• **Problem description**: Copy the lines below exactly, starting at the one with "employee wearing cap | bbox" and ending at the one with "name tag on blouse | bbox", and leave out any picture.

• **Material for the task**:
============================================================
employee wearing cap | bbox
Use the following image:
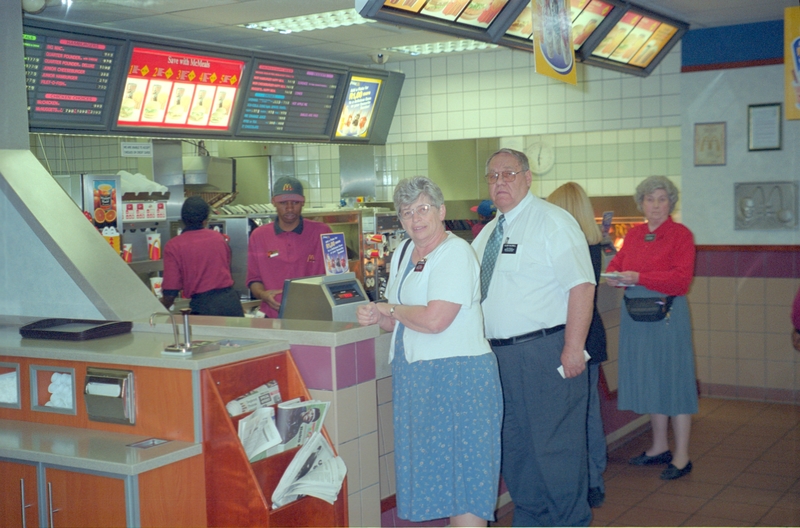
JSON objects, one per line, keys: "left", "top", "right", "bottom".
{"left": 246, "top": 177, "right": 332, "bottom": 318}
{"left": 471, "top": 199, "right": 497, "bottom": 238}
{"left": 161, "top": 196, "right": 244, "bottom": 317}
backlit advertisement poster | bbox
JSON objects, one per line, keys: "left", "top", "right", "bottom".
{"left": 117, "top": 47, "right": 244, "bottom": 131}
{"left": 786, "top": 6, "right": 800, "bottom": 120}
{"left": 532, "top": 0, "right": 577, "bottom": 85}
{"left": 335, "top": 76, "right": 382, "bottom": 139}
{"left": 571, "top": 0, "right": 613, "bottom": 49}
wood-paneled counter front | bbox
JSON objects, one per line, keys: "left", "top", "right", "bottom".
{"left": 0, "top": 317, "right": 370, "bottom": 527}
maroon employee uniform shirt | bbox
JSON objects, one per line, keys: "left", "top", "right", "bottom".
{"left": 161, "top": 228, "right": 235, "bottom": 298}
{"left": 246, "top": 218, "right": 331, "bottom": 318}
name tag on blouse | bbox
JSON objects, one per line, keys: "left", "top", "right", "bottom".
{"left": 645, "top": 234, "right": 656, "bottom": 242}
============================================================
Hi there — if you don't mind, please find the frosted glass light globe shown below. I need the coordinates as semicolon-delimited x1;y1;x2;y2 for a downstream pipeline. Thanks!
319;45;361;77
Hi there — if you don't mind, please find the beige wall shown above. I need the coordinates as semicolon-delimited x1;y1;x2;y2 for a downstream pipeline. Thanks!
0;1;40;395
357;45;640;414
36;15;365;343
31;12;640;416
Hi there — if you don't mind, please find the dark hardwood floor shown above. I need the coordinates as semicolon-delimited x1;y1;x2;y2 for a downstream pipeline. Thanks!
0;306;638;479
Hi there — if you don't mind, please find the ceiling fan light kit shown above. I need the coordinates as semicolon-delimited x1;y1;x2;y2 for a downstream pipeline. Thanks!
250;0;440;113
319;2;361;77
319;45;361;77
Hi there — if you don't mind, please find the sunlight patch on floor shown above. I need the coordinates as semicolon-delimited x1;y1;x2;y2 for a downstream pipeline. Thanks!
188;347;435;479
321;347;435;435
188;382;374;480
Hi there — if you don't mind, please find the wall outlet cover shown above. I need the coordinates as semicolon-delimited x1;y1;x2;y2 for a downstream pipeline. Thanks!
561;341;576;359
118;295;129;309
============================================================
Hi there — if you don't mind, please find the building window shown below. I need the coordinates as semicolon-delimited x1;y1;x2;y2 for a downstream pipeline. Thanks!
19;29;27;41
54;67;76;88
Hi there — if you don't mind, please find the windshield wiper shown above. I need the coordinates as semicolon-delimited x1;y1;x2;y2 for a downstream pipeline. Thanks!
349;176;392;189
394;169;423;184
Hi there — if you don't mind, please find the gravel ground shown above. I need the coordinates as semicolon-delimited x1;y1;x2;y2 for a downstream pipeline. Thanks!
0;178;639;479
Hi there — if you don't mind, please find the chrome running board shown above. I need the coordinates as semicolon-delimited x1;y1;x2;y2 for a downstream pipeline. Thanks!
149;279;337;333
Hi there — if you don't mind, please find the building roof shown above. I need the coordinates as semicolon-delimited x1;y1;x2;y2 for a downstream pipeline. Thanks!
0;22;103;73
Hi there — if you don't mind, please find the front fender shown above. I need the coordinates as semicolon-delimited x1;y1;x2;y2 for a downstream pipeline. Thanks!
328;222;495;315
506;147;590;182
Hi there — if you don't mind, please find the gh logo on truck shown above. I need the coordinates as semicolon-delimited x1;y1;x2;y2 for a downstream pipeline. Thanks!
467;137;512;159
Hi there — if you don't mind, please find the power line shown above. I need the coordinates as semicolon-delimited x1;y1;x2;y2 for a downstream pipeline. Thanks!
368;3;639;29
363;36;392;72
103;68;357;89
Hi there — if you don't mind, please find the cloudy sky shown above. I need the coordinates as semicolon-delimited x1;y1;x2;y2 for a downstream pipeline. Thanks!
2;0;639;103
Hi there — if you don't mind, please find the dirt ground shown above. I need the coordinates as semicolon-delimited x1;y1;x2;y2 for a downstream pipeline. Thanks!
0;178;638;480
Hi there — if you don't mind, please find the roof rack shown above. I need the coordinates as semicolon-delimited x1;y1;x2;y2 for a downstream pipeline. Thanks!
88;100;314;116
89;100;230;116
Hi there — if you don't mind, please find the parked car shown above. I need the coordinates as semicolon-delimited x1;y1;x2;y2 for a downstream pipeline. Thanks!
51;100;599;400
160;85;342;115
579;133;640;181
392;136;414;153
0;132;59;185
============================================================
• **Response for this exercise**:
employee wearing cap | bbox
Use the following image:
JSON objects, one per line, keys: "left", "top", "right", "bottom".
{"left": 246, "top": 177, "right": 332, "bottom": 318}
{"left": 471, "top": 199, "right": 497, "bottom": 238}
{"left": 161, "top": 196, "right": 244, "bottom": 317}
backlit advertisement poster | bbox
JSON objects, one per line, keys: "left", "top", "right", "bottom".
{"left": 117, "top": 47, "right": 244, "bottom": 131}
{"left": 786, "top": 6, "right": 800, "bottom": 120}
{"left": 532, "top": 0, "right": 577, "bottom": 85}
{"left": 335, "top": 76, "right": 382, "bottom": 139}
{"left": 571, "top": 0, "right": 613, "bottom": 49}
wood-paneled counter front | bbox
JSON objects, one per line, keys: "left", "top", "right", "bottom".
{"left": 0, "top": 317, "right": 370, "bottom": 527}
maroon employee uniform shirt | bbox
JSON objects, one per line, keys: "left", "top", "right", "bottom".
{"left": 161, "top": 228, "right": 235, "bottom": 298}
{"left": 246, "top": 218, "right": 331, "bottom": 318}
name tag on blouse | bbox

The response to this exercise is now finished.